YOUR TASKS –
(a) Answer from the court opinion:
(i) How much did Steelnack pay the insurance company when he received the binding receipt?
(ii) On what date did he apply for the $5,000 policy?
(iii) What amount did the court below hold the widow was entitled to recover?
(b) Reproduce the part of the court opinion beginning with "The main office" and continuing through "insurance company appealed.".

Steelnack v. Knights Life Insurance Co. of America

423 Pa. 205 | Pa. | 1966

Opinion by

Mr. Justice Musmanno,

On April 16 or 17, 1962, the Knights Life Insurance Company of America, now American General Life Insurance of Delaware, solicited and received from Glenn A. Steelnack an application for life insurance in the total face amount of $2,000, with triple indemnity provisions in the event of accidental death, the insurance to be effective through two non-medical $1,000 policies.

Steelnack paid the insurance company $13.28 and received a binding receipt which assured him he was covered. A representative of the insurance company later informed Steelnack that he could obtain a $5,000 policy with accident double indemnity at the same premium rate he was paying for the two $1,000 policies. On April 23, 1962, in response to this solicitation, Steelnack applied for a non-medical policy in the amount of $5,000, this to be issued in lieu of the two $1,000 policies. The premium paid on the two smaller policies was now made applicable to the premium on the $5,000 policy.

The main office of the insurance company asked that the insured take a medical examination but before a mutually convenient date could be arranged for the examination, Steelnack was killed in an automobile accident. The insured’s widow applied for payment on her husband’s policies, but payment was refused on the basis that the request for the medical examination terminated the company’s liability until the medical examination was completed and the applicant found insurable.

The widow instituted suit for recovery under the terms of the $5,000 policy, or, in the alternative, the two $1,000 policies. The court below held she was entitled to recover $10,000 under the double indemnity provision of the $5,000 policy. The insurance company appealed.

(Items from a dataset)
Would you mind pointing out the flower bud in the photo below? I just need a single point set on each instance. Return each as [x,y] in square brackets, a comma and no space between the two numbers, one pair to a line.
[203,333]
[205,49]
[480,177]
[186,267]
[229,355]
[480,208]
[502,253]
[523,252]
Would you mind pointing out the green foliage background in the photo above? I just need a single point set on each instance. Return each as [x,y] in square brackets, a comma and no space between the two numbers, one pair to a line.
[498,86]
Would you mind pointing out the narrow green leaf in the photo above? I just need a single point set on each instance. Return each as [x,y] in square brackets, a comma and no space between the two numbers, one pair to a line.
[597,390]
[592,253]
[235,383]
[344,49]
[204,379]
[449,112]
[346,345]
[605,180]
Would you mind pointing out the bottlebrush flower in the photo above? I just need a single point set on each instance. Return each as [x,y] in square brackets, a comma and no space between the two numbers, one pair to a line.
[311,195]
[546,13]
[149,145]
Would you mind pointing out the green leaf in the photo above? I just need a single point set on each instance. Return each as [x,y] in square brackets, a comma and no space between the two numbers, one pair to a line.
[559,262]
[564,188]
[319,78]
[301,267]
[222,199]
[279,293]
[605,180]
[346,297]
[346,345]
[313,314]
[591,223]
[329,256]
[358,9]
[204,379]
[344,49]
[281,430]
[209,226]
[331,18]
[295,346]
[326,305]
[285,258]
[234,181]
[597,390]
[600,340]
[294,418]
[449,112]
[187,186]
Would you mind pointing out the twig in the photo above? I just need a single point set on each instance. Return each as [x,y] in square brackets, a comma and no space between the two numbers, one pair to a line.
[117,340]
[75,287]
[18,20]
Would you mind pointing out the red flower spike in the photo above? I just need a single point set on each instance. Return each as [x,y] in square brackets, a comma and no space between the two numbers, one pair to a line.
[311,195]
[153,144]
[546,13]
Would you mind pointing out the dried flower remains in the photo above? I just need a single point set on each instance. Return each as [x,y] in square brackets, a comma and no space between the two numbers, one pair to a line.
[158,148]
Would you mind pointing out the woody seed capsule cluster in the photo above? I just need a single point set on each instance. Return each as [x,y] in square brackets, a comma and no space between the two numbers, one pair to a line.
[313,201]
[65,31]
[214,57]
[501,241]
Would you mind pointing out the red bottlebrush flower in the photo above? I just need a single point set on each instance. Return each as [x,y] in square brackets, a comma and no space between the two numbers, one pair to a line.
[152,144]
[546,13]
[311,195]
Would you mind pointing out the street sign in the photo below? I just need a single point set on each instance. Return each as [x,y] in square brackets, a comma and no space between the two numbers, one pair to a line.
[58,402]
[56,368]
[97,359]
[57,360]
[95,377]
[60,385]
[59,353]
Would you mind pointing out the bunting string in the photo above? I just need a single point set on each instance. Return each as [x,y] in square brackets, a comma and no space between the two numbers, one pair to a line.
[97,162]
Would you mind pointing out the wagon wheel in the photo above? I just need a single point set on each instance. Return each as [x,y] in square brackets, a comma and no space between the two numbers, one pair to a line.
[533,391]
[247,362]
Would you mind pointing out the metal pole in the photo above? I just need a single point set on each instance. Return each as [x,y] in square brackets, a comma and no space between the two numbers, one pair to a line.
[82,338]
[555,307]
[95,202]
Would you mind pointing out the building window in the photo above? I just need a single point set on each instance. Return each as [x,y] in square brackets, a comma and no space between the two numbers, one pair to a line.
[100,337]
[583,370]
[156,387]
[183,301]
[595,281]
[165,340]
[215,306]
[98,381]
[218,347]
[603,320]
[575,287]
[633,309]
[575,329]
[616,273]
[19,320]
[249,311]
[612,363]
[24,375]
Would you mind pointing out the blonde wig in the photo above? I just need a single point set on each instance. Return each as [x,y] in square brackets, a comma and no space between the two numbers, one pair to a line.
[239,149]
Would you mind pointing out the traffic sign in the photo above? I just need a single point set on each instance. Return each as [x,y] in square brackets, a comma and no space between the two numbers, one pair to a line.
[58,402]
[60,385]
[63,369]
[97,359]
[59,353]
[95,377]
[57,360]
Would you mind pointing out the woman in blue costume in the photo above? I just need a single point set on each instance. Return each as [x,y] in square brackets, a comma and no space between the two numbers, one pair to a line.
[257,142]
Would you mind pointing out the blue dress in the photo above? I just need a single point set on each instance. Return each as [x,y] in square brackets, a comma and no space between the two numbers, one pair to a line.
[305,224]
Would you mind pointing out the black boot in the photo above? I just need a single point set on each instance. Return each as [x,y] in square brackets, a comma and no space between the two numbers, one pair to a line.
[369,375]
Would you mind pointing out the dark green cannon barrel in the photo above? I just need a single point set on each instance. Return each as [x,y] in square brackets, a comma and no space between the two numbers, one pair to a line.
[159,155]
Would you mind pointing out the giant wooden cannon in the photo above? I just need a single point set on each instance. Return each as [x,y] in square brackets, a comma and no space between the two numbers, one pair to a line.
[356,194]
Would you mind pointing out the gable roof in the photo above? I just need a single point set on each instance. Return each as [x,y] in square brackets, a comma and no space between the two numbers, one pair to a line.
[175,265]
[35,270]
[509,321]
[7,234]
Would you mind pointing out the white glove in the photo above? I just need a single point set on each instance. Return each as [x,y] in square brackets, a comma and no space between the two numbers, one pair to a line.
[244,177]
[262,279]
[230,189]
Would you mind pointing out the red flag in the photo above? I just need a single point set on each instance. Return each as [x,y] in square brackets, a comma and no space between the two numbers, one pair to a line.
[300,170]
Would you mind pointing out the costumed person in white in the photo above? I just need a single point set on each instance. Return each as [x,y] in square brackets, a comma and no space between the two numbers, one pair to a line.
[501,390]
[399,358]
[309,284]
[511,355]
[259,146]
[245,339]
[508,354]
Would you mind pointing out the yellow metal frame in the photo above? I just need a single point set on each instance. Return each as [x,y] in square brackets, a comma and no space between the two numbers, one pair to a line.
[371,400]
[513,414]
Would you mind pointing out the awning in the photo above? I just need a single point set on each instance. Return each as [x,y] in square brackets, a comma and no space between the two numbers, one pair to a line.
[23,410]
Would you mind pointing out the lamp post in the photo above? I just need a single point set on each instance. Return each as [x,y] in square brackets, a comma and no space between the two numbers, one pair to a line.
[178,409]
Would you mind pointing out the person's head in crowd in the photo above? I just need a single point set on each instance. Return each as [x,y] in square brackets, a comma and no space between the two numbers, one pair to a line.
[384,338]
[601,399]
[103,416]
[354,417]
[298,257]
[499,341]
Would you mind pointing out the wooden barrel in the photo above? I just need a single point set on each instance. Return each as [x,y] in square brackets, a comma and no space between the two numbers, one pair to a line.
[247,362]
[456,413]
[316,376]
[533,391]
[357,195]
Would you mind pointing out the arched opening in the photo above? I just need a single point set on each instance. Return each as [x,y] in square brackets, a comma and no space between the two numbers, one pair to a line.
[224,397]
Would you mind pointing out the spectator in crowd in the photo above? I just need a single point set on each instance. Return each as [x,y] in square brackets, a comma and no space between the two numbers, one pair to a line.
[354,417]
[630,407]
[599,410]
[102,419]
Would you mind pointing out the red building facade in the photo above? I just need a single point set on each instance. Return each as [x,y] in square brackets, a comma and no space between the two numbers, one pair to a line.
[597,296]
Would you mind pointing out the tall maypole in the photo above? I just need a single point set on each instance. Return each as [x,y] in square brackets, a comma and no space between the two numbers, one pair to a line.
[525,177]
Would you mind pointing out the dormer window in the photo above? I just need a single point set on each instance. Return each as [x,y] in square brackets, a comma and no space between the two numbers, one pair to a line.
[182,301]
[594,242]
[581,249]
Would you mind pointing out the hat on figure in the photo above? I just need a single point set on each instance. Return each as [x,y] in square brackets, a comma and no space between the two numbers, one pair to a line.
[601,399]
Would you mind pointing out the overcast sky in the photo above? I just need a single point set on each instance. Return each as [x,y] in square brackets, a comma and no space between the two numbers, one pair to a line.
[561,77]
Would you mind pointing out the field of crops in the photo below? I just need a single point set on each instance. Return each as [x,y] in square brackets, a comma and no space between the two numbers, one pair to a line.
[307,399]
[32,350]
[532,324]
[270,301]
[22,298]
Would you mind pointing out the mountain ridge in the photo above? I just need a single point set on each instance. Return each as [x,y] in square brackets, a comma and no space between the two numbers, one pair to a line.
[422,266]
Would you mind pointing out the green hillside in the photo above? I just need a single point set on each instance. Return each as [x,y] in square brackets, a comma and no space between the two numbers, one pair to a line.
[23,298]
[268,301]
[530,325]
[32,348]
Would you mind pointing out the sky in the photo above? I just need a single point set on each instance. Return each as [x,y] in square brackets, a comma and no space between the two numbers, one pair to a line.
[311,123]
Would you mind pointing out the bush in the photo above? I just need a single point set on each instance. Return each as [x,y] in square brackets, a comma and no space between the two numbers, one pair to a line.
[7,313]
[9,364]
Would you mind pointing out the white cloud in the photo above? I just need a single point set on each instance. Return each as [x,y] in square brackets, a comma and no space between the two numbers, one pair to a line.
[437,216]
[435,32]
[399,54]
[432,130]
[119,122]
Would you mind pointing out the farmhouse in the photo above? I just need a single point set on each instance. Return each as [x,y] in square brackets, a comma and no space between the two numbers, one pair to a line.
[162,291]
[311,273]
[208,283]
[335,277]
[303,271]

SOLUTIONS PER TASK –
(a)
(i) $13.28
(ii) April 23, 1962
(iii) $10,000

(b)
The main office of the insurance company asked that the insured take a medical examination but before a mutually convenient date could be arranged for the examination, Steelnack was killed in an automobile accident. The insured’s widow applied for payment on her husband’s policies, but payment was refused on the basis that the request for the medical examination terminated the company’s liability until the medical examination was completed and the applicant found insurable.

The widow instituted suit for recovery under the terms of the $5,000 policy, or, in the alternative, the two $1,000 policies. The court below held she was entitled to recover $10,000 under the double indemnity provision of the $5,000 policy. The insurance company appealed.